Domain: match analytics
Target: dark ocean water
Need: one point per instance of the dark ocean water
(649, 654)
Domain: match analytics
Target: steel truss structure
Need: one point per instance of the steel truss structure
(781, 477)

WORK REQUEST>
Look for "Target" in each line of the material, then copy the lines where it is found.

RESPONSE TO THE EXERCISE>
Target: dark ocean water
Target: steel truss structure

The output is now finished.